## Start DATASET RECORDS
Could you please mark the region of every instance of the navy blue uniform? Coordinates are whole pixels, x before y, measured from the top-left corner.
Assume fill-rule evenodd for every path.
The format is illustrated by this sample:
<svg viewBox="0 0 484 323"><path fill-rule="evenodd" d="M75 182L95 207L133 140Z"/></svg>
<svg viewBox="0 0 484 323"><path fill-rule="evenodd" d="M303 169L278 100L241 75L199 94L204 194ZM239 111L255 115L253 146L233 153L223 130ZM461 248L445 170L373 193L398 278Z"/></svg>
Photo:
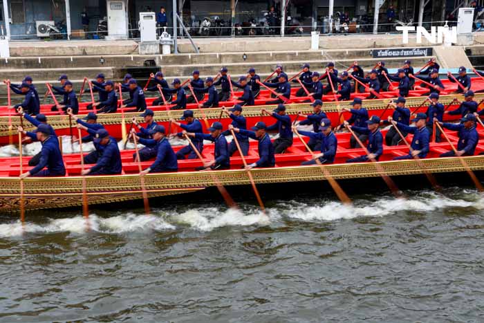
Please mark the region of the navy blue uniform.
<svg viewBox="0 0 484 323"><path fill-rule="evenodd" d="M109 137L109 141L104 145L96 165L91 167L89 175L113 175L122 172L121 154L118 142L113 137Z"/></svg>
<svg viewBox="0 0 484 323"><path fill-rule="evenodd" d="M373 154L375 159L378 160L380 156L382 156L382 154L383 154L383 136L380 129L377 128L374 131L371 131L368 128L360 128L359 127L353 127L351 129L353 131L358 131L360 133L368 135L366 150L370 154ZM348 159L346 160L346 163L366 162L368 160L369 160L368 155L364 155L355 158Z"/></svg>
<svg viewBox="0 0 484 323"><path fill-rule="evenodd" d="M444 128L458 131L459 141L457 143L457 151L463 150L465 153L463 156L474 156L476 151L476 146L479 141L479 134L476 130L476 126L473 125L469 129L464 127L464 124L455 123L444 123ZM440 155L440 157L450 157L456 156L454 150L450 150Z"/></svg>
<svg viewBox="0 0 484 323"><path fill-rule="evenodd" d="M44 169L47 167L47 169ZM59 148L59 141L49 136L42 142L40 160L37 166L29 171L32 176L63 176L66 168L62 160L62 154Z"/></svg>
<svg viewBox="0 0 484 323"><path fill-rule="evenodd" d="M215 142L214 157L215 164L212 166L212 169L227 169L230 168L230 156L229 155L229 145L225 137L219 134L217 138L214 138L207 133L195 133L195 138L201 140L210 140Z"/></svg>
<svg viewBox="0 0 484 323"><path fill-rule="evenodd" d="M426 127L422 127L420 129L416 127L407 126L402 123L397 122L397 127L398 129L403 130L408 133L413 133L413 138L411 140L411 144L410 147L411 151L420 150L420 152L418 154L418 157L420 158L425 158L427 154L429 154L429 142L430 142L430 133L429 133L429 129ZM394 160L398 160L401 159L411 159L413 157L411 156L411 151L409 152L408 155L400 156L393 158Z"/></svg>
<svg viewBox="0 0 484 323"><path fill-rule="evenodd" d="M322 157L319 157L319 161L322 164L332 164L335 162L338 140L333 132L331 132L328 136L322 132L316 133L310 131L299 131L299 133L303 136L307 136L311 139L321 141L321 152L324 154ZM316 163L315 160L310 159L301 165L315 165Z"/></svg>
<svg viewBox="0 0 484 323"><path fill-rule="evenodd" d="M178 170L178 163L176 155L168 139L164 137L159 141L153 139L140 138L140 143L147 147L153 147L156 151L156 159L149 166L150 173L161 172L176 172Z"/></svg>
<svg viewBox="0 0 484 323"><path fill-rule="evenodd" d="M270 142L270 138L267 133L261 138L255 136L255 132L250 130L240 129L239 133L259 141L259 160L255 162L257 167L273 167L276 165L276 158L274 156L274 147Z"/></svg>
<svg viewBox="0 0 484 323"><path fill-rule="evenodd" d="M192 123L187 123L187 124L180 124L180 127L187 132L193 132L194 133L201 133L203 131L202 124L198 120L195 119ZM179 132L177 133L178 137L182 137L183 133ZM203 140L194 138L192 138L192 143L196 147L200 154L202 154L203 151ZM185 159L185 155L188 155L188 159L196 159L198 156L196 153L193 150L192 146L189 145L185 146L181 149L178 150L176 153L176 158L178 159Z"/></svg>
## End DATASET RECORDS
TASK: Copy out word for word everything from the beginning of the records down to and including the line that contains "The format is".

SOLUTION TO THE PROBLEM:
Could you please mark the region of every instance of the navy blue uniform? Coordinates are whole pixels, x before y, measured from the top-left corner.
Assume fill-rule evenodd for every path.
The format is illustrated by this sample:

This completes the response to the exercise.